» Extracted material:
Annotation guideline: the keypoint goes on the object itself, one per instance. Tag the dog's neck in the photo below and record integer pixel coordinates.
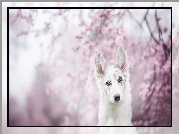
(113, 114)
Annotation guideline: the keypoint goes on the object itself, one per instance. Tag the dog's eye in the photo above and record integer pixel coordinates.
(119, 79)
(108, 83)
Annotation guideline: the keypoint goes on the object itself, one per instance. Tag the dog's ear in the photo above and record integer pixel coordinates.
(100, 65)
(121, 61)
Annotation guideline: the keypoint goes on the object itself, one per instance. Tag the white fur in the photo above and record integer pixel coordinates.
(111, 112)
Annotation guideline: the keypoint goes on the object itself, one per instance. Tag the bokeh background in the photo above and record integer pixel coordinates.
(51, 64)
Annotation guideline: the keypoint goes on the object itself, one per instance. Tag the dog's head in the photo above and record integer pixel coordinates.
(113, 78)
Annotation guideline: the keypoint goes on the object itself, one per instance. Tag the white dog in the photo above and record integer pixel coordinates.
(115, 95)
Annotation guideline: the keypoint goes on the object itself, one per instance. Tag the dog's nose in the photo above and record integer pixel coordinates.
(117, 97)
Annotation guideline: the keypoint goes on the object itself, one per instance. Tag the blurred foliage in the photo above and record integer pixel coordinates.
(64, 91)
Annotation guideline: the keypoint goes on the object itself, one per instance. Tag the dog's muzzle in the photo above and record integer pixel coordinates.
(117, 97)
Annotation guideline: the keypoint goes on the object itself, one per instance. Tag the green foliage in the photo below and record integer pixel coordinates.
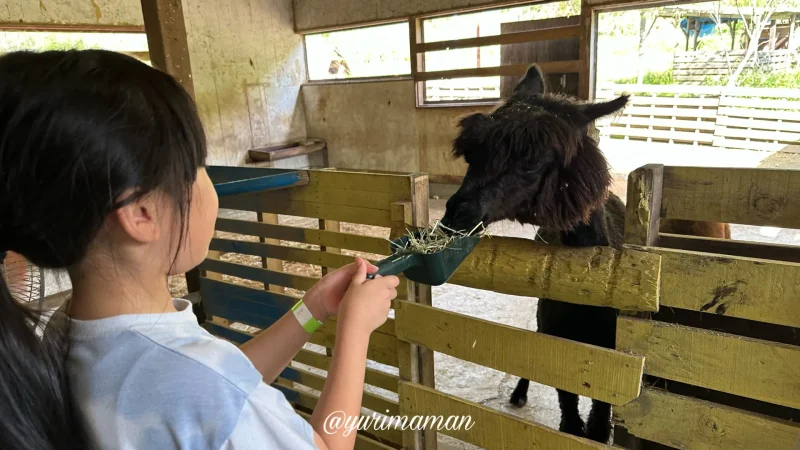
(660, 78)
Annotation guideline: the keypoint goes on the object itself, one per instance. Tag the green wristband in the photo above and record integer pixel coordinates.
(304, 316)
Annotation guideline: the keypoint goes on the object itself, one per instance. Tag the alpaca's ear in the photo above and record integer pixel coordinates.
(594, 111)
(533, 82)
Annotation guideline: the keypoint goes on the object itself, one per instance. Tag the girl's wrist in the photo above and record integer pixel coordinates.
(316, 307)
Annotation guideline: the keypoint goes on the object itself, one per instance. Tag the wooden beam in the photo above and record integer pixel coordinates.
(748, 288)
(643, 207)
(776, 252)
(509, 70)
(608, 375)
(323, 238)
(598, 276)
(751, 368)
(85, 28)
(272, 155)
(685, 422)
(487, 427)
(166, 39)
(764, 197)
(502, 39)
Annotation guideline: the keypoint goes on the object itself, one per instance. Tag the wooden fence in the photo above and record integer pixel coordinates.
(695, 67)
(736, 118)
(626, 279)
(722, 353)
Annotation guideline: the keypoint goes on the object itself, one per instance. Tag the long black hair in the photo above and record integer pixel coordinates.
(77, 129)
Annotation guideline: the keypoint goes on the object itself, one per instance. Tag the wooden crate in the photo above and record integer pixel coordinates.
(723, 352)
(394, 202)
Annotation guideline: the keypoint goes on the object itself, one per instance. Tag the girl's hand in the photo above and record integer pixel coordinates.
(366, 304)
(323, 298)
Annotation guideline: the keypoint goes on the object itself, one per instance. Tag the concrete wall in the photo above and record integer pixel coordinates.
(72, 12)
(316, 14)
(376, 126)
(248, 66)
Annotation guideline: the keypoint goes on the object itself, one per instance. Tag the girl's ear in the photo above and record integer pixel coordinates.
(139, 219)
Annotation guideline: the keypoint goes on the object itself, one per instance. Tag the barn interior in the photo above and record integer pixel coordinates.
(274, 92)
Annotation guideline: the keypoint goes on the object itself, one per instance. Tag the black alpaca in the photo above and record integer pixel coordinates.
(532, 160)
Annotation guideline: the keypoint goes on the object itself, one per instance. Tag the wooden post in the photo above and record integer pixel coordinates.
(643, 206)
(642, 219)
(169, 51)
(417, 59)
(415, 363)
(586, 53)
(166, 39)
(269, 263)
(790, 43)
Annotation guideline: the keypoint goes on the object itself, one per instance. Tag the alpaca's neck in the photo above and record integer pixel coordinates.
(587, 234)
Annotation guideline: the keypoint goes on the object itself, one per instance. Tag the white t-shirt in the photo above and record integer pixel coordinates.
(160, 381)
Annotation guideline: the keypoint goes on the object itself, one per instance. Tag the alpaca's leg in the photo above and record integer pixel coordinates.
(571, 421)
(520, 395)
(599, 426)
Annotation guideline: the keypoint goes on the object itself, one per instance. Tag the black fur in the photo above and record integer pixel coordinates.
(532, 160)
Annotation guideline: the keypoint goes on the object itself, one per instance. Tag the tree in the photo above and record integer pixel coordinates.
(645, 16)
(759, 19)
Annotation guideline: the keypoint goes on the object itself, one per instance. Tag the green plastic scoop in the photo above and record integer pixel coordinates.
(433, 269)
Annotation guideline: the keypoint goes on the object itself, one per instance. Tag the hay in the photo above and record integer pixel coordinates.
(435, 238)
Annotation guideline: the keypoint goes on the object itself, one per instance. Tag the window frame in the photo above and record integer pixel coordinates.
(418, 47)
(352, 80)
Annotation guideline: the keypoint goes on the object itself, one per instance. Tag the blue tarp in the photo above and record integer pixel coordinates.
(706, 25)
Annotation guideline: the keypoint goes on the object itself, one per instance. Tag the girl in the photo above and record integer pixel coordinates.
(102, 173)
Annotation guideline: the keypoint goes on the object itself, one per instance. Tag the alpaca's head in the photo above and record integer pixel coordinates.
(531, 160)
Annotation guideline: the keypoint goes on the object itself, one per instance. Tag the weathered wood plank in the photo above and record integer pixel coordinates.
(166, 39)
(705, 125)
(759, 113)
(382, 348)
(674, 101)
(781, 105)
(747, 367)
(670, 112)
(748, 288)
(364, 442)
(767, 135)
(759, 124)
(600, 276)
(509, 70)
(351, 214)
(503, 39)
(281, 252)
(595, 372)
(658, 134)
(746, 196)
(335, 239)
(299, 282)
(721, 141)
(692, 424)
(487, 428)
(368, 400)
(643, 207)
(373, 377)
(777, 252)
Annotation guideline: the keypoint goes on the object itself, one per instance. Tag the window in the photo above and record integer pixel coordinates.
(134, 44)
(479, 56)
(357, 53)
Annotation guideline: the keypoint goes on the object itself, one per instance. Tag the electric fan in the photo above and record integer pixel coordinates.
(25, 281)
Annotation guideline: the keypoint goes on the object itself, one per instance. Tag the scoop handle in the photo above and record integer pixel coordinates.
(394, 265)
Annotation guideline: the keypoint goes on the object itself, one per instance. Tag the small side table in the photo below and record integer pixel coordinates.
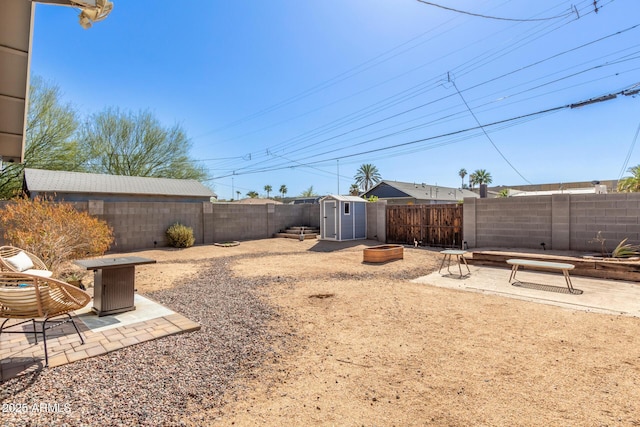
(459, 256)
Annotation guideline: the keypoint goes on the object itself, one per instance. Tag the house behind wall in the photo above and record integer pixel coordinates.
(560, 221)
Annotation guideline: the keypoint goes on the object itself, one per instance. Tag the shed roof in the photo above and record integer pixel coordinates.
(45, 181)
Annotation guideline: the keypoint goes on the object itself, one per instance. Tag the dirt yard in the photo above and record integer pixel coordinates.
(366, 347)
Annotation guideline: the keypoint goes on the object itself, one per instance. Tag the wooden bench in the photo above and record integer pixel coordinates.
(542, 265)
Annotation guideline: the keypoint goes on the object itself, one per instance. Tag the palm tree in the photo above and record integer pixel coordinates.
(630, 184)
(472, 180)
(462, 173)
(308, 192)
(367, 176)
(482, 177)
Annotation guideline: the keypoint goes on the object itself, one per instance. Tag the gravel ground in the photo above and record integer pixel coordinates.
(165, 381)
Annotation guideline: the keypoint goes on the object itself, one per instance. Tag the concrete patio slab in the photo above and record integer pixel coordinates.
(598, 295)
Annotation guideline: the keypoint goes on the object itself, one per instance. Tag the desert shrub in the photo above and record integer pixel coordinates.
(56, 232)
(180, 236)
(625, 250)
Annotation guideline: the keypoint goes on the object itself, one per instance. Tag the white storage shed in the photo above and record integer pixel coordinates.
(343, 218)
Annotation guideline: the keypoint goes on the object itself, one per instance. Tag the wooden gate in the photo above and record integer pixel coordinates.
(430, 225)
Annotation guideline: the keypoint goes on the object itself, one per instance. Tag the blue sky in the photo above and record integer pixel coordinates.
(302, 93)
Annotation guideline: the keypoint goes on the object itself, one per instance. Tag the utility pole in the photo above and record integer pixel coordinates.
(338, 166)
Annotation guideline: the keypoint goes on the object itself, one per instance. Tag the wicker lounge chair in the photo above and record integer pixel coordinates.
(21, 261)
(32, 298)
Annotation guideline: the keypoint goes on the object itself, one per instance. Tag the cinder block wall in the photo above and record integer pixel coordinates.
(232, 221)
(561, 221)
(142, 225)
(522, 222)
(616, 216)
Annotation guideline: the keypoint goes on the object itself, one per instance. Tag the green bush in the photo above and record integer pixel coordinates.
(180, 236)
(54, 231)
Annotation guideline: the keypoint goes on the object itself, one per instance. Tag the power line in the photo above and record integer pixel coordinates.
(487, 135)
(564, 15)
(404, 144)
(346, 120)
(626, 160)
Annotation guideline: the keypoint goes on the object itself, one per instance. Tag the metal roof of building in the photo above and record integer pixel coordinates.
(45, 181)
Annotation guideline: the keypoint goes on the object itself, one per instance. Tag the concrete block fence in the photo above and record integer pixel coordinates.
(560, 221)
(142, 225)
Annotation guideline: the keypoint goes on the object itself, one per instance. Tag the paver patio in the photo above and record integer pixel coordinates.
(20, 354)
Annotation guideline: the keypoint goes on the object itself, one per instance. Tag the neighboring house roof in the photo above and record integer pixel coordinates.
(345, 198)
(303, 200)
(45, 181)
(257, 201)
(396, 189)
(597, 189)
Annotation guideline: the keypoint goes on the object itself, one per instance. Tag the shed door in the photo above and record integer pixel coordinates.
(330, 220)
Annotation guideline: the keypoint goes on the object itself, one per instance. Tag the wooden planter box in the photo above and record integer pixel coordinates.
(383, 253)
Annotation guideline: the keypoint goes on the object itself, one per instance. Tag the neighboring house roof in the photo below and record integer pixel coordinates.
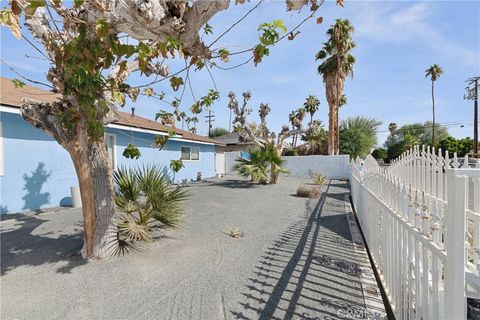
(12, 96)
(232, 139)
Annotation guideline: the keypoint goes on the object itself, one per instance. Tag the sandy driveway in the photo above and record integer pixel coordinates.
(294, 261)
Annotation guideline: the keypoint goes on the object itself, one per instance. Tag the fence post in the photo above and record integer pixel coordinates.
(455, 301)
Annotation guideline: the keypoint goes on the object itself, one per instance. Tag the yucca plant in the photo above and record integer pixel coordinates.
(262, 163)
(146, 199)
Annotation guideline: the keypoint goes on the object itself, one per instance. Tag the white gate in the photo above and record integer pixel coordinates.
(421, 221)
(219, 163)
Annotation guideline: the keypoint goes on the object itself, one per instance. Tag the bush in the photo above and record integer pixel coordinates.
(317, 178)
(308, 192)
(146, 199)
(293, 152)
(460, 146)
(380, 153)
(258, 164)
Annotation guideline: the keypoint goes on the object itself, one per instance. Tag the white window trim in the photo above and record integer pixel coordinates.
(188, 160)
(1, 150)
(114, 148)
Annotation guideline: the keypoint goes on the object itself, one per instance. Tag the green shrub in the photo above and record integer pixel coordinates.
(293, 152)
(258, 166)
(146, 199)
(317, 178)
(380, 153)
(460, 146)
(308, 192)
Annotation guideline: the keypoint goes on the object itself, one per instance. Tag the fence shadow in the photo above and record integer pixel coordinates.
(309, 272)
(21, 247)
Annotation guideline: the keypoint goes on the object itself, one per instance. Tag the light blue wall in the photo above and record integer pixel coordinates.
(206, 164)
(38, 172)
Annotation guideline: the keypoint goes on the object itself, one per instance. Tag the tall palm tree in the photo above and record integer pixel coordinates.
(336, 66)
(392, 127)
(292, 119)
(311, 106)
(341, 103)
(434, 72)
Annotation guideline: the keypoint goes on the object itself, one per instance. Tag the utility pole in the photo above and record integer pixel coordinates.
(472, 94)
(210, 120)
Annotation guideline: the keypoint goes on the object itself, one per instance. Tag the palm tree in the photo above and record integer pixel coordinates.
(342, 102)
(292, 119)
(392, 127)
(434, 72)
(336, 66)
(261, 162)
(359, 135)
(311, 106)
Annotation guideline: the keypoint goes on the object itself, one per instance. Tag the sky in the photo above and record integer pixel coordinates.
(396, 41)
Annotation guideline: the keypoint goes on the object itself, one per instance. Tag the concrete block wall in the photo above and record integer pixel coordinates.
(230, 162)
(333, 167)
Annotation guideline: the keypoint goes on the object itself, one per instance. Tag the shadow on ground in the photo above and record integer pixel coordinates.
(309, 272)
(21, 246)
(233, 184)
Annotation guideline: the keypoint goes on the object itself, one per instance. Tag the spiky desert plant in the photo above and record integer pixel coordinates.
(317, 177)
(308, 192)
(146, 199)
(255, 167)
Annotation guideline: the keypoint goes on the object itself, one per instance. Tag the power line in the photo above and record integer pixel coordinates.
(445, 124)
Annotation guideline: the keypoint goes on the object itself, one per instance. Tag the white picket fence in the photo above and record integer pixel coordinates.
(421, 220)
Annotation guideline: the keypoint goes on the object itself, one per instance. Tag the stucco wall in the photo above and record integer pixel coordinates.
(230, 162)
(331, 166)
(38, 172)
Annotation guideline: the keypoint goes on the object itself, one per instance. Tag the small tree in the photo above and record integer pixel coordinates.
(89, 67)
(247, 132)
(337, 65)
(358, 136)
(435, 71)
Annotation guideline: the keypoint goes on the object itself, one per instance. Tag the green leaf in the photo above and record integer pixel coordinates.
(279, 25)
(119, 97)
(176, 82)
(149, 91)
(18, 83)
(101, 27)
(78, 3)
(131, 152)
(223, 54)
(33, 5)
(207, 28)
(176, 165)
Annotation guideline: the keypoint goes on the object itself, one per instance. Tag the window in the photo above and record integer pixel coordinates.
(189, 153)
(110, 139)
(195, 154)
(1, 149)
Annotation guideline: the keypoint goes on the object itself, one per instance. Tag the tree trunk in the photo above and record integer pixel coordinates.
(337, 132)
(433, 116)
(331, 130)
(96, 187)
(273, 174)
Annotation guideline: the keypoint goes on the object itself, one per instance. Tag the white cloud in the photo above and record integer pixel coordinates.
(384, 22)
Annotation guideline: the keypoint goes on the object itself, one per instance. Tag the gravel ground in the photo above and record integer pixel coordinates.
(295, 260)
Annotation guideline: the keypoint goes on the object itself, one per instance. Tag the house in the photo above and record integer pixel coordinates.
(233, 143)
(36, 172)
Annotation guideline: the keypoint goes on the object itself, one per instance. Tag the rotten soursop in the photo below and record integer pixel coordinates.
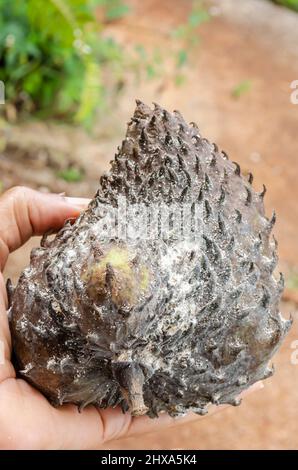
(161, 295)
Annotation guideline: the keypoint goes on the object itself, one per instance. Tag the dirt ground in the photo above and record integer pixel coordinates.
(259, 130)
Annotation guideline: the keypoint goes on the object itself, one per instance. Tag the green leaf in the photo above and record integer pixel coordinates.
(117, 11)
(71, 175)
(241, 89)
(182, 58)
(198, 17)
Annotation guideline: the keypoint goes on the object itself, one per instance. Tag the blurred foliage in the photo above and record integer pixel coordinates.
(57, 61)
(71, 174)
(293, 4)
(188, 37)
(241, 88)
(52, 53)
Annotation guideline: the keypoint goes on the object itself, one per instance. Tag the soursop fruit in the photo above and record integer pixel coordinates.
(161, 295)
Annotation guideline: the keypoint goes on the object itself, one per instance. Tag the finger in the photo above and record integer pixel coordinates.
(144, 424)
(25, 212)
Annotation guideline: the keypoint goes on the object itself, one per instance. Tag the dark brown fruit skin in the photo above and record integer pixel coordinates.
(158, 325)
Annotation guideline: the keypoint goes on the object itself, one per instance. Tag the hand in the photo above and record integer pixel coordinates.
(27, 420)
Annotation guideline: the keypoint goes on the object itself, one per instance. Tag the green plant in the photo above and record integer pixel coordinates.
(241, 88)
(71, 174)
(52, 53)
(293, 4)
(188, 37)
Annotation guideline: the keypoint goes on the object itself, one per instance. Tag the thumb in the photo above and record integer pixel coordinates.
(25, 212)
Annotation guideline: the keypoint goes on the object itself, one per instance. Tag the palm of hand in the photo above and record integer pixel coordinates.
(28, 421)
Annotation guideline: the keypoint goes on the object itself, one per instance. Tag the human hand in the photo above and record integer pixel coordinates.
(27, 419)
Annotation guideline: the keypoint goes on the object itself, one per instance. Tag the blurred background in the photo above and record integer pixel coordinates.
(71, 71)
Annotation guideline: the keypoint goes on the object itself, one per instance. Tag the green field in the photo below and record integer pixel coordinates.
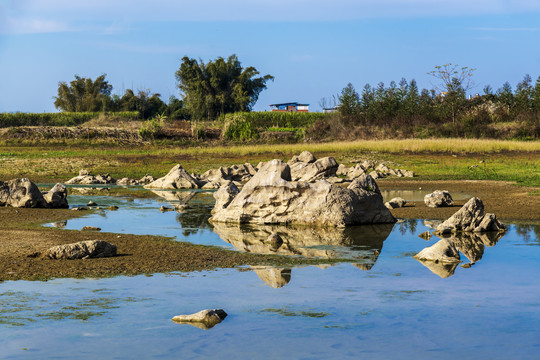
(440, 159)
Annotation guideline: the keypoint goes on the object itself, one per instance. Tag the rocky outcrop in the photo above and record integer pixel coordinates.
(23, 193)
(85, 178)
(471, 217)
(443, 251)
(395, 203)
(57, 197)
(317, 170)
(81, 250)
(359, 244)
(205, 318)
(270, 197)
(272, 276)
(438, 198)
(177, 178)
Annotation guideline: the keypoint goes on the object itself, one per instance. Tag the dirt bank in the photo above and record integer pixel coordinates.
(23, 238)
(509, 202)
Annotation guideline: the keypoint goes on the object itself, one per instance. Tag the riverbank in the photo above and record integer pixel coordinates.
(24, 237)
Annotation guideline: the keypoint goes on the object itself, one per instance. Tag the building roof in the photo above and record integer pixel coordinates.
(291, 103)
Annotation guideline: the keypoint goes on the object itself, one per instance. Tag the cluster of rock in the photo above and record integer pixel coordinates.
(438, 198)
(470, 229)
(273, 197)
(23, 193)
(82, 250)
(85, 178)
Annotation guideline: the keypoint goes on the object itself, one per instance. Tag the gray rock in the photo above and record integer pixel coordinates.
(82, 250)
(317, 170)
(177, 178)
(395, 203)
(207, 318)
(442, 251)
(91, 228)
(57, 197)
(224, 196)
(438, 198)
(270, 197)
(273, 277)
(342, 170)
(471, 217)
(21, 193)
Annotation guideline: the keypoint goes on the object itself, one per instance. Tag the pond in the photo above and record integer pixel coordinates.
(380, 304)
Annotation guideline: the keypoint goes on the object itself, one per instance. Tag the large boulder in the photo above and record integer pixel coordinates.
(82, 250)
(438, 198)
(471, 217)
(177, 178)
(317, 170)
(21, 193)
(270, 197)
(57, 197)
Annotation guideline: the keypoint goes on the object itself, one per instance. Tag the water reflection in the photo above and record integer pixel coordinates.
(471, 245)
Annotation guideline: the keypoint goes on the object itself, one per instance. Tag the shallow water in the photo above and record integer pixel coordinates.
(383, 304)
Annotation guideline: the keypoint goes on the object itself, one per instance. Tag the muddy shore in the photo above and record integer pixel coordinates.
(24, 239)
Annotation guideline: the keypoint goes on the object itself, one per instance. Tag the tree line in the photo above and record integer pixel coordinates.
(208, 90)
(404, 106)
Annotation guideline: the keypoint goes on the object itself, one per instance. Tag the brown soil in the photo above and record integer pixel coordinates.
(509, 202)
(24, 239)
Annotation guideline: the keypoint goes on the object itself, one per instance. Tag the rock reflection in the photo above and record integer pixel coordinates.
(471, 245)
(176, 197)
(272, 276)
(361, 244)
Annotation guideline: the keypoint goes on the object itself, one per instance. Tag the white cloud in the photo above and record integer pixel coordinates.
(25, 16)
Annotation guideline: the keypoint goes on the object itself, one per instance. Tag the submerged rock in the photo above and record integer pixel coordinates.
(395, 203)
(82, 250)
(270, 197)
(23, 193)
(177, 178)
(471, 217)
(442, 251)
(438, 198)
(206, 318)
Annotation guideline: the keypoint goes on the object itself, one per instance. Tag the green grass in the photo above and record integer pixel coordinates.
(451, 159)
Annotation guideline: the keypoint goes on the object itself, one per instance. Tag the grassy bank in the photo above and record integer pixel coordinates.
(429, 159)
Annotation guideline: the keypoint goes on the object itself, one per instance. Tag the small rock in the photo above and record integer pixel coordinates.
(442, 251)
(82, 250)
(395, 203)
(91, 228)
(207, 318)
(438, 198)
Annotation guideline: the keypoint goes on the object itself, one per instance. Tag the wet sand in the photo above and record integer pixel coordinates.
(24, 239)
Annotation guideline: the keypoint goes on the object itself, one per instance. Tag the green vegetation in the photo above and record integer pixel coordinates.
(450, 159)
(248, 125)
(57, 119)
(218, 87)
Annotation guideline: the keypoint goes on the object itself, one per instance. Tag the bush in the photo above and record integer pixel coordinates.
(56, 119)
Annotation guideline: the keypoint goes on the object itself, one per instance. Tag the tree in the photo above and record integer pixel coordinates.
(454, 82)
(218, 87)
(83, 94)
(349, 101)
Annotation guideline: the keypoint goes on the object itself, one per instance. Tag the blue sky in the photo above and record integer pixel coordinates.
(312, 47)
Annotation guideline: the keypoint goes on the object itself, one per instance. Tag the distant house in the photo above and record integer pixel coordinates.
(290, 107)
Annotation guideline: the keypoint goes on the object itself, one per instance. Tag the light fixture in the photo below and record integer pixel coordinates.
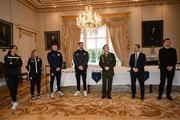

» Required work: Report, in full, every line of the items above that contains the word "shrub". Treat the match as case-sensitive.

» Result:
Annotation guideline: the keypoint goes on the object itself, one per instance. Tag the desert shrub in the photo above and record integer pixel coordinates.
Annotation guideline: the keypoint goes on the object itself, one per instance. Tag the green shrub in the photo above and record integer pixel coordinates.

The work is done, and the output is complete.